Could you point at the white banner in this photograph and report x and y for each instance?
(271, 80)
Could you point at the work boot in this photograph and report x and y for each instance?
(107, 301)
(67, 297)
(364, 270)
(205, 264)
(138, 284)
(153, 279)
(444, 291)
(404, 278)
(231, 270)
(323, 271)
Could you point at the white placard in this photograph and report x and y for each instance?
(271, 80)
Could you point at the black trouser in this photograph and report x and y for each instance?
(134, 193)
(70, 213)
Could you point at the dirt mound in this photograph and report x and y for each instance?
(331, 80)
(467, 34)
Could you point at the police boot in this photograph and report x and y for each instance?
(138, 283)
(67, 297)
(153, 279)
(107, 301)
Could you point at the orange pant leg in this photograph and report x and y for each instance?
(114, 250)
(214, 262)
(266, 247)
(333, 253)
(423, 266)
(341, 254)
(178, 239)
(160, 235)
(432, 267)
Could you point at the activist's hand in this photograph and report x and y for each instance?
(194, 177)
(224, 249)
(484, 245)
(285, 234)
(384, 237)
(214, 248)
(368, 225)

Exercise | Write the data back out verbatim.

Final result |
Could you point at the white banner in this photograph and report x and y for each instance?
(271, 80)
Could you point at the work boot in this photograph and report x and y for each instance?
(107, 301)
(67, 297)
(364, 270)
(205, 264)
(138, 284)
(153, 279)
(444, 291)
(404, 278)
(231, 270)
(323, 271)
Could you point at the white placard in this photograph and report x and y for each instance?
(271, 80)
Could you point at the black trouser in this photograph and report x and y for each instance?
(134, 193)
(70, 213)
Could you point at the dirt mound in this photograph and report x and y for each instance?
(331, 80)
(467, 34)
Could you point at the police boot in this photograph and report x and y for each instance?
(138, 283)
(67, 297)
(153, 279)
(107, 301)
Could you point at the orange pant leg in this photograph and report x and y for each instance?
(114, 250)
(214, 262)
(266, 247)
(333, 253)
(423, 266)
(341, 254)
(178, 239)
(160, 235)
(432, 267)
Could you point at the activist's hand in this photograph and report x and y for each instance?
(194, 177)
(224, 249)
(484, 245)
(285, 234)
(384, 237)
(214, 248)
(368, 225)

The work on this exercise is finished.